Set up Zoom FIRST. This is just for your background so you don’t have to be HIPPA compliant. Then reduce your Zoom window and open a separate window and go to your Google Meet calendar and join the meeting. Select to turn off the Google Meet camera (remember you are using the Zoom virtual background). Then select “join now” on the Google Meet window.

Click “present now” in the bottom right using “a window.” Then select the Zoom camera (you should see yourself). You can slide over the Google Meet window to make a “split-screen” so you can see both your camera window AND the Google Meet window. This is especially helpful if you are changing backgrounds in the middle of your sessions.

Fun ideas for using a green screen in Speech Therapy:

Stick items

Use green painted sticks, or green straws, with character cutouts on the end (attach with Velcro). This is fun to hold to work on positioning goals: “Put the ball on the table,” “put the ball under the table.” Kids can give you directions and you move the item. 

Books and PDFs

Take pictures of each page of a picture book (horizontal is best) then upload them to your computer. Open PowerPoint and change the page ratio to horizontal with a size of 16×9. Insert your camera photos. Then save as JPEG. 

Take a screenshot of any PDF like those from my Teachers Pay Teachers store. To do this, open the PDF full screen then take a screengrab and include horizontal borders to get that wide ratio. This will mean you will have black or white space on the sides. That’s ok! If you try to use a regular vertical image, it will appear stretched as a background.

__REQUIRED ACTIONS__.
a – Answer these questions about the green screen guide, one per line:
(i) Which program should be set up first?
(ii) What is used to attach the character cutouts to the sticks?
(iii) What page size should be chosen in PowerPoint?
b – Duplicate the green screen guide between "Stick items" and "save as JPEG.", inclusive.
c – Turn the paragraph of the green screen guide that begins "Take pictures of each page of a picture book" into a short list of steps, keeping its main facts.
The listing below has no part in this work.

[Region pointing data]

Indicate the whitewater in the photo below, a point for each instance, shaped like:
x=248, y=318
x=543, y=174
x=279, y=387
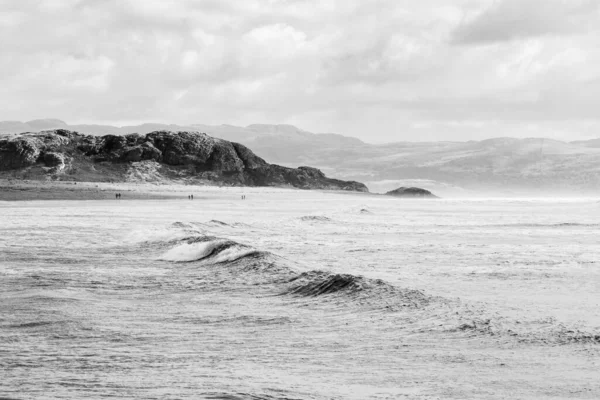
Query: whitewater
x=300, y=295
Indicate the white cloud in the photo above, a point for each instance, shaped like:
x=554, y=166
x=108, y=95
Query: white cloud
x=378, y=69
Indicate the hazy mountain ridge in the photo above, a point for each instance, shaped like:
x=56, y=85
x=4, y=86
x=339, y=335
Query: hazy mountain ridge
x=499, y=164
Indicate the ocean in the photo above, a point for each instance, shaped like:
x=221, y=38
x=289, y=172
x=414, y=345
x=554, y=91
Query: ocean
x=300, y=295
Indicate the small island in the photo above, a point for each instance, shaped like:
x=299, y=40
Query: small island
x=412, y=192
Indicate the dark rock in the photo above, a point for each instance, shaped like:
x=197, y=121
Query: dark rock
x=411, y=192
x=52, y=159
x=185, y=154
x=18, y=152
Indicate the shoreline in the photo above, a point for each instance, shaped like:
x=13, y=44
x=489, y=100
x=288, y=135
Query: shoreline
x=33, y=190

__RESPONSES TO THE EXERCISE__.
a –
(i) Zoom
(ii) Velcro
(iii) 16×9

b –
Stick items

Use green painted sticks, or green straws, with character cutouts on the end (attach with Velcro). This is fun to hold to work on positioning goals: “Put the ball on the table,” “put the ball under the table.” Kids can give you directions and you move the item. 

Books and PDFs

Take pictures of each page of a picture book (horizontal is best) then upload them to your computer. Open PowerPoint and change the page ratio to horizontal with a size of 16×9. Insert your camera photos. Then save as JPEG.

c –
- Photograph each page of a picture book, horizontally if possible.
- Upload the photos to your computer.
- In PowerPoint, set the page to horizontal at 16×9.
- Insert the photos.
- Save as JPEG.